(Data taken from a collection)
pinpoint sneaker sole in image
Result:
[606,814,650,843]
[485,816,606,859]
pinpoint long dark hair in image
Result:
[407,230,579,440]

[Challenge]
Convert the listing above into a JSON list of strings, one string per line, with blank lines omitted.

[Full answer]
[
  "pinpoint sneaker sole in image",
  "Result:",
  "[606,814,650,843]",
  "[485,816,606,859]",
  "pinpoint long dark hair in image",
  "Result:",
  "[407,230,579,440]"
]